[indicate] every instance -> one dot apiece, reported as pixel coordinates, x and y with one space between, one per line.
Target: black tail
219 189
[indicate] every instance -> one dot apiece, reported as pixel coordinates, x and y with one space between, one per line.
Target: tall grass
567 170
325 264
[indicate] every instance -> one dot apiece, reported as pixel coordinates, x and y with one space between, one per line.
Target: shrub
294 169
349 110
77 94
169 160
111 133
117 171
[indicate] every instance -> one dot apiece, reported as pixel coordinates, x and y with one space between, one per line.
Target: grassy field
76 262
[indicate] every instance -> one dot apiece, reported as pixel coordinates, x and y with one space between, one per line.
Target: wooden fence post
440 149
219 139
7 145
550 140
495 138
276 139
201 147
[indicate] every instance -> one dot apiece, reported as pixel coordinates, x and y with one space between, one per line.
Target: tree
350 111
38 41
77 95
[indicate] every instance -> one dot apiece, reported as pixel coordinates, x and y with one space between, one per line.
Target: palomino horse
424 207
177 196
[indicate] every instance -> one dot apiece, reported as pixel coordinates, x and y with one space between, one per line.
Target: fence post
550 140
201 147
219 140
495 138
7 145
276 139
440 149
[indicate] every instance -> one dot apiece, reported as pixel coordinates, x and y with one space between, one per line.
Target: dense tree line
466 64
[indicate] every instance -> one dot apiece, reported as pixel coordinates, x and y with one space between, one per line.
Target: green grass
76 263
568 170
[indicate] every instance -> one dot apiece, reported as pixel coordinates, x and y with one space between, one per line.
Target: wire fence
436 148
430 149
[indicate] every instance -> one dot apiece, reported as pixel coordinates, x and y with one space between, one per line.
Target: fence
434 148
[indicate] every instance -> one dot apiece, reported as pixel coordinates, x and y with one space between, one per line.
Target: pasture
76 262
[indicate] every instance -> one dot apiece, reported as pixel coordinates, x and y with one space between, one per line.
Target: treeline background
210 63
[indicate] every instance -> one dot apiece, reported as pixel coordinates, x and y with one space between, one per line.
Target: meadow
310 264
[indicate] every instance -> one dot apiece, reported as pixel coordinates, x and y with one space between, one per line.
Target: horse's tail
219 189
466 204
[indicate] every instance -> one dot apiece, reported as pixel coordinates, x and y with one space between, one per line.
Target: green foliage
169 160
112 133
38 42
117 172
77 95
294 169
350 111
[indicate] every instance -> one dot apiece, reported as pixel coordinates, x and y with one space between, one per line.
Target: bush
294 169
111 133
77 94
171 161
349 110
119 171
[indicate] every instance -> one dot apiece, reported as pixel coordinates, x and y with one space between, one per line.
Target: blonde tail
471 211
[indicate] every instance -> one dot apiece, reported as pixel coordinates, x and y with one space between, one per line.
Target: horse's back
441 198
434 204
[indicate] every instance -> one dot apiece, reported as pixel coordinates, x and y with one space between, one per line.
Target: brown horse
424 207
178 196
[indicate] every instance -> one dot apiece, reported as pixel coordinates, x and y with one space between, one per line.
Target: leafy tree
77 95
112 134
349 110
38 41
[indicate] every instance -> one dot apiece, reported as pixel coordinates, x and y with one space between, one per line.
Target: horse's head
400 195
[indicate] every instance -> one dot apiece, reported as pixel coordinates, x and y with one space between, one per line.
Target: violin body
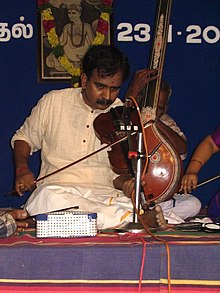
164 167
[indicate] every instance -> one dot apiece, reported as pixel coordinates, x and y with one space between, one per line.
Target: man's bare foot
19 215
154 218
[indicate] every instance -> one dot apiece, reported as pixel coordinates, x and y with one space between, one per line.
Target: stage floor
111 262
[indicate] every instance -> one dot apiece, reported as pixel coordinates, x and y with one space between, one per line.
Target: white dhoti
113 208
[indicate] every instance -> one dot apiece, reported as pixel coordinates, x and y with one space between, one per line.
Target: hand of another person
189 182
24 182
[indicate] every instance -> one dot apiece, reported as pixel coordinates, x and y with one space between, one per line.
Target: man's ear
84 80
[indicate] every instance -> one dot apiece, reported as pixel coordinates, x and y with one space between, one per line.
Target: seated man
61 127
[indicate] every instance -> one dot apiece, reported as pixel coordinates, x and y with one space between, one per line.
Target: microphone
126 113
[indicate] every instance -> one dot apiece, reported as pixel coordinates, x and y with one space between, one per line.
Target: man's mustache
104 102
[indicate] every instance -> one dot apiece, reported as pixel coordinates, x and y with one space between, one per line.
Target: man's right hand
25 182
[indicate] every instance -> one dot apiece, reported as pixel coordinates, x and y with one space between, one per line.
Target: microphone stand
135 226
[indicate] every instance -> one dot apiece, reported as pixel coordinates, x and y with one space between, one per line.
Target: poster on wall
66 29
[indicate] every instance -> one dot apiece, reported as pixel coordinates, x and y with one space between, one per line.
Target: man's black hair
107 59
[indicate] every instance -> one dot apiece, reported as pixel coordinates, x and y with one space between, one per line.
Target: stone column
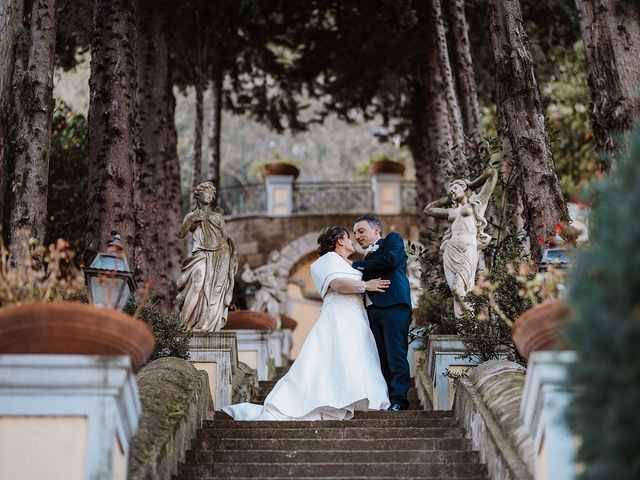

──────────

Output the records above unchanged, minus their pictures.

Answer to this problem —
[indicate] every instance -> one dot apiece, reported as pixel coordinates, x and y with one space between, one per line.
Target: black tail
219 189
[indicate] every instance -> one dot apiece, reported as pixel coordinates, x and y with one space between, one per line.
Target: tall grass
567 170
325 264
[indicate] every instance -> one dot apiece, reported as pixel coordinates, x and y with one space between, one per line.
Target: shrub
294 169
349 110
77 94
169 160
111 133
117 171
[indicate] every instance -> one dot apiece, reported as pixel coordinates, x and y with one space between, one per line.
Target: grassy field
76 262
[indicate] every instance -> one dot apiece, reported as pixel coordinates, x and y with one space between, one per line.
Target: wooden fence post
440 149
219 139
7 145
550 140
495 138
276 139
201 147
[indicate] every instance -> one dot apiece, reported as pixel coordinates, x and y with one space between, one per line.
Target: tree
350 111
38 41
77 95
[indicate] every instance -> one dot apiece, reported as pixel coordinates, x and y with one space between, one per line.
Target: palomino horse
424 207
177 196
[indicate] every instance -> one dot apiece, reported as pixel coordinates, x and y with one space between, one per line.
Target: fence post
550 140
201 147
219 140
495 138
7 145
276 139
440 149
[indicate] every instance -> one dot apiece, reported as pixel coordinates, x and y with one space between, one per line.
Target: dense tree line
466 64
[indicate] every instance -> one dot apiece, reported as pixel coordinates, x and y with one space between, one per line.
Target: green grass
76 263
568 170
[indicate] every instance -> one dot apiece, reported as pixel coordinates, x and y with one space between, one per line.
Target: wire fence
436 148
430 149
[indicate] every instance -> one dot apiece, reported as pixel coordinates, x and y with one space between, one per line.
Target: fence
434 148
[indicate] every instance -> one dot apiece, reported as pixel coordinates, x and y with one space between, one per line.
Target: pasture
76 262
[indicate] every instance -> one dot apiece, reported as pixel coordinates, x and y with one space between, one per line.
Target: treeline background
210 63
[indicate] every instance -> one dot apiece, reported as pixel coordinates, x and y with one space between, one per line.
Target: meadow
310 264
[indicate] every instance -> one dot apiece, reported as pixel coordinates, x and y with one space between, one per line.
Target: horse's tail
219 189
466 204
[indicate] every instance -> one dot apiece, reported as pixel coordinates, x and y with one space between, one per line.
Target: green foliage
169 160
112 133
38 42
117 172
77 95
294 169
350 111
[indicate] every instance -> one dot apiece, reported as pixel coordinates, x and y with one space between, one per line.
Target: bush
294 169
111 133
77 94
171 161
349 110
119 171
[indicate] every instance -> one dot apiece, reported as pixel coordinates, x and y with one space between, one per line.
Target: blonde tail
471 211
[indicate] every instance -> one dot apiece, reported as pixel coordinates, x and y with one space between, one per line.
Target: horse's back
441 198
434 204
[indicate] every instance -> one dot apiece, reported as pixel coordinates, x and y with one space between, one per line.
Target: brown horse
424 207
178 196
[indicate] every instance -> one dot apiece, reported as pixel coordinates, x and y with one space between, one per line.
Target: leafy tree
77 95
112 134
349 110
38 41
[indicate] every instance -> one dot apiece, reported as pixel coordinates, x and y with one space between, one per line.
Target: horse's head
400 195
[indicate] every instance -> one dot apiece, reported as pixel coordinates, x and y with one space between, one per line.
Target: violin body
164 167
[indicate] every instance -> one dot apiece, reported as pixel coordinates, x and y with one space between, one per line.
Target: man's bare foot
19 215
154 218
[indicate] every instance -> one dot apiece, reported as pixel coordinates, x and y with one space between, one per line.
Target: stage floor
111 262
[indicate] every instance -> one dot apiece, reported as pixel coordinates, x and y with one space between, one per line.
Target: white dhoti
113 208
[indicate] every instance -> one dot apiece, reported as pixel coordinates, x and y with one space between, one per line.
Target: hand of another person
189 182
24 182
[indicate] every instance -> one dot apiece, reported as pixel coordinates, x and y with one space between, one per line.
Target: man's ear
84 80
[indicate] every instance -> one dot apiece, reported as pixel coordinates, x and y with one space between, one per line.
Target: seated man
61 127
[indicate] every instance -> one dot apiece, reported as pixel coordinates, x and y with one space between, one per line.
Target: microphone
126 113
[indicate] every instance -> one dot apiece, reported as pixel coordinates, x and y with one space between, one per line.
Target: man's mustache
104 102
[indicate] every instance -> one dot apiece, reported as pixel coordinates, x and y with one space between, one per line.
Target: man's right hand
25 182
[indicate] every instance -> one dot apiece, reported as pixel coordinates, x and y with one space between, one per line.
Target: microphone stand
135 226
[indicate] every instance -> one dot apiece, reported as pixel coordinates, x and y with one space between, one per line.
Target: poster on wall
66 29
[indicate] every instance -> one dot apiece, reported as pixel coordinates, x and y with one space between, one per line.
Target: man's black hair
107 59
[indicate] every instance -> one dot apiece, reported as pixel coordinates, x and y with one space between, one per line.
Target: stone column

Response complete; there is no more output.